● **Exercise instructions**:
Return the records word for word from their start through the line containing "xmin=197 ymin=0 xmax=246 ymax=101", including that line. Omit the pictures.

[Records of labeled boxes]
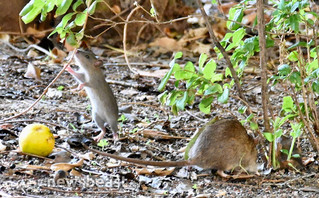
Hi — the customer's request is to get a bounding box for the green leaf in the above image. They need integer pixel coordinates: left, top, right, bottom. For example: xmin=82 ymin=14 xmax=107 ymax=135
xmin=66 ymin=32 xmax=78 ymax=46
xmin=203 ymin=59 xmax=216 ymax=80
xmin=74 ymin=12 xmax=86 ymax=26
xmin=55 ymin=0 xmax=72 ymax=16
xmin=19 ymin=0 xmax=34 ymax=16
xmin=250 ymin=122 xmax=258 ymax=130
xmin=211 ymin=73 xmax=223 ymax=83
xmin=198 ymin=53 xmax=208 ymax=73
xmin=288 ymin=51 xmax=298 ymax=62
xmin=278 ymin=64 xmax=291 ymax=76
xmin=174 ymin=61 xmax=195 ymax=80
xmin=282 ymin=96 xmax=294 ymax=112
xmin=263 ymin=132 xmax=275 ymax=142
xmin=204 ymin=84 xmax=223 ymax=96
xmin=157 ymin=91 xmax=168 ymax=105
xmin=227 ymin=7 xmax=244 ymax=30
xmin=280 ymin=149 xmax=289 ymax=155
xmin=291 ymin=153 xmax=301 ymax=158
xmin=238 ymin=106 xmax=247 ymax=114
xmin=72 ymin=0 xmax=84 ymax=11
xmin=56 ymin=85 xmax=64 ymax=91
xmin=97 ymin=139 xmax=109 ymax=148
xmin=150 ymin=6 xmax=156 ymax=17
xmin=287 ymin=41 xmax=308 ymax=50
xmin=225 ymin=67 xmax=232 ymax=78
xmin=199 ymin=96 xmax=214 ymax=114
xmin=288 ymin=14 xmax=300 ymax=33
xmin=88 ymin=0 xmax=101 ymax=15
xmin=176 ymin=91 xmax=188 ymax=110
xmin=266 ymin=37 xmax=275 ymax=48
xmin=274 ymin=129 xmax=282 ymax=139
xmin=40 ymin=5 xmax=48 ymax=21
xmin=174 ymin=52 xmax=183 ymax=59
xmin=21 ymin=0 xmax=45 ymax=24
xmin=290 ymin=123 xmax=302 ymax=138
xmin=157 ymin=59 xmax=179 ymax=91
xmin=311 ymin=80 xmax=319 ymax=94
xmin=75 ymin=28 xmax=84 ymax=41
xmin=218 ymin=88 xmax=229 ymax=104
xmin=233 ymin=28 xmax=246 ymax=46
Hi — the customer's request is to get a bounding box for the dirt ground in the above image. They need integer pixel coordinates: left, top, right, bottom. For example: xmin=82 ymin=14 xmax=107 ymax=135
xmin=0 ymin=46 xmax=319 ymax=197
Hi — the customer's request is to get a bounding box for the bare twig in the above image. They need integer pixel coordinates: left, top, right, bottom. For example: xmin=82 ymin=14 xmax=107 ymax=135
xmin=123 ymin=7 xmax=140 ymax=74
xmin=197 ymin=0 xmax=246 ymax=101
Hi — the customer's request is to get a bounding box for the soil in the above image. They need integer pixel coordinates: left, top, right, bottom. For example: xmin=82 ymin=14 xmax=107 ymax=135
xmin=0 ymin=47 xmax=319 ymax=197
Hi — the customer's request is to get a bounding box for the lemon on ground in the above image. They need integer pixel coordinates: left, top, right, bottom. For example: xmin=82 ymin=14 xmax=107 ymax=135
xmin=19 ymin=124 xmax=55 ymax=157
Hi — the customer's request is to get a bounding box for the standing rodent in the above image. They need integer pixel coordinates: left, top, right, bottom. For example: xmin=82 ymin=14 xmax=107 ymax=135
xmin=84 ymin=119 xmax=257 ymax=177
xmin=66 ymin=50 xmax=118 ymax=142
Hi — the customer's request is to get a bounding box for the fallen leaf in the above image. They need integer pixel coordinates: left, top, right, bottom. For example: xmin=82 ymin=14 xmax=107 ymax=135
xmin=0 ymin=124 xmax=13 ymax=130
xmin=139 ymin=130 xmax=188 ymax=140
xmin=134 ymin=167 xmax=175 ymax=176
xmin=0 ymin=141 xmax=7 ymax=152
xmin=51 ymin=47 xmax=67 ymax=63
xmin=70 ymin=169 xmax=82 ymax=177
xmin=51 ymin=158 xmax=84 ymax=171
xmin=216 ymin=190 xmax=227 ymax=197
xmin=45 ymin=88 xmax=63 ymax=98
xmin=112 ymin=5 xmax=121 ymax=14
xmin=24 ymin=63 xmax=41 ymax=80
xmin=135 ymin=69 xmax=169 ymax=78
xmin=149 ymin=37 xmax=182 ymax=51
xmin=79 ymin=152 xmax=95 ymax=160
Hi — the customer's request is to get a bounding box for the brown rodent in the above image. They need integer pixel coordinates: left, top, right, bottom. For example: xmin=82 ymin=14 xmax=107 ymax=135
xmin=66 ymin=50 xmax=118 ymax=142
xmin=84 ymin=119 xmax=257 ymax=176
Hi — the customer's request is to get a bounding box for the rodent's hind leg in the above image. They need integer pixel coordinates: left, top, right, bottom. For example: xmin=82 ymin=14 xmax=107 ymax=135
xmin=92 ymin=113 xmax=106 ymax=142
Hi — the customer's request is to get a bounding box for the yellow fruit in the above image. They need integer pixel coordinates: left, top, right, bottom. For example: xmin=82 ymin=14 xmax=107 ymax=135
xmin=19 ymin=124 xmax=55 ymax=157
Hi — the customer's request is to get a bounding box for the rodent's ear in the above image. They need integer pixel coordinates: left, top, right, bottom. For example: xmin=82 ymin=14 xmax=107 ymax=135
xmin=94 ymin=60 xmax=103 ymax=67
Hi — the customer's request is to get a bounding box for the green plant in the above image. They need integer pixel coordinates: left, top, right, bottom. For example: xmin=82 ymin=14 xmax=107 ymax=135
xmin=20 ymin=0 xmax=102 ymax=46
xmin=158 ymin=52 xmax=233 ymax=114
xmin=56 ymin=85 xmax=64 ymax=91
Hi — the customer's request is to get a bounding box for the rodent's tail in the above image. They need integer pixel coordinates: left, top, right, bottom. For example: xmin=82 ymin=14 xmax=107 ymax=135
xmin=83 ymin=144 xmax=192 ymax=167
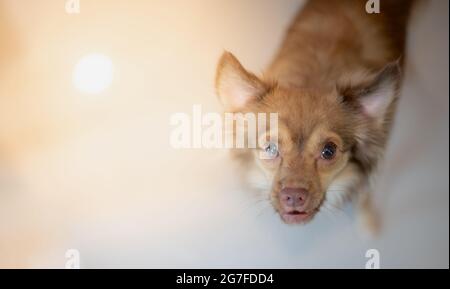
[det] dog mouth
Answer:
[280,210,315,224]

● **The result**:
Hi — the customer's request is to get a bounding box for the green leaf in the above image. They need integer pixel coordinates: left, top, right, bottom. For example: xmin=82 ymin=14 xmax=107 ymax=135
xmin=66 ymin=32 xmax=78 ymax=46
xmin=203 ymin=59 xmax=216 ymax=80
xmin=74 ymin=12 xmax=86 ymax=26
xmin=55 ymin=0 xmax=72 ymax=16
xmin=19 ymin=0 xmax=34 ymax=16
xmin=250 ymin=122 xmax=258 ymax=130
xmin=211 ymin=73 xmax=223 ymax=83
xmin=198 ymin=53 xmax=208 ymax=73
xmin=288 ymin=51 xmax=298 ymax=62
xmin=278 ymin=64 xmax=291 ymax=76
xmin=174 ymin=61 xmax=195 ymax=80
xmin=282 ymin=96 xmax=294 ymax=112
xmin=263 ymin=132 xmax=275 ymax=142
xmin=204 ymin=84 xmax=223 ymax=96
xmin=157 ymin=91 xmax=168 ymax=105
xmin=227 ymin=7 xmax=244 ymax=30
xmin=280 ymin=149 xmax=289 ymax=155
xmin=291 ymin=153 xmax=301 ymax=158
xmin=238 ymin=106 xmax=247 ymax=114
xmin=72 ymin=0 xmax=84 ymax=11
xmin=56 ymin=85 xmax=64 ymax=91
xmin=97 ymin=139 xmax=109 ymax=148
xmin=150 ymin=6 xmax=156 ymax=17
xmin=287 ymin=41 xmax=308 ymax=50
xmin=225 ymin=67 xmax=232 ymax=78
xmin=199 ymin=96 xmax=214 ymax=114
xmin=288 ymin=14 xmax=300 ymax=33
xmin=88 ymin=0 xmax=101 ymax=15
xmin=176 ymin=91 xmax=188 ymax=110
xmin=266 ymin=37 xmax=275 ymax=48
xmin=274 ymin=129 xmax=282 ymax=139
xmin=40 ymin=5 xmax=48 ymax=21
xmin=174 ymin=52 xmax=183 ymax=59
xmin=21 ymin=0 xmax=45 ymax=24
xmin=290 ymin=123 xmax=302 ymax=138
xmin=157 ymin=59 xmax=179 ymax=91
xmin=311 ymin=80 xmax=319 ymax=94
xmin=75 ymin=28 xmax=84 ymax=41
xmin=218 ymin=88 xmax=229 ymax=104
xmin=233 ymin=28 xmax=246 ymax=46
Hi — the customer's request is to get a bounding box for the dirt ground in the above image. They need integer pixel coordinates: left, top, right, bottom. For example: xmin=82 ymin=14 xmax=107 ymax=135
xmin=0 ymin=46 xmax=319 ymax=197
Hi — the customer's request is to get a bounding box for the bare twig in the above image. They need integer pixel coordinates: left, top, right, bottom. For example: xmin=82 ymin=14 xmax=107 ymax=135
xmin=123 ymin=7 xmax=140 ymax=74
xmin=197 ymin=0 xmax=246 ymax=101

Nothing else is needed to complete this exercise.